Your objective: Rewrite each of the records below, substituting "armchair" for every occurrence of "dining chair" and leaving all other wording unchanged.

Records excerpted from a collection
** START **

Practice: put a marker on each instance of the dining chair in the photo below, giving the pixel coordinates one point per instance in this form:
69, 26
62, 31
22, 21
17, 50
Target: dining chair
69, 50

** END **

Answer to this problem:
Practice: put a marker on each instance of the armchair in the photo below, giving the pixel coordinates one point per instance in this form:
69, 26
62, 31
22, 21
17, 50
Target: armchair
69, 50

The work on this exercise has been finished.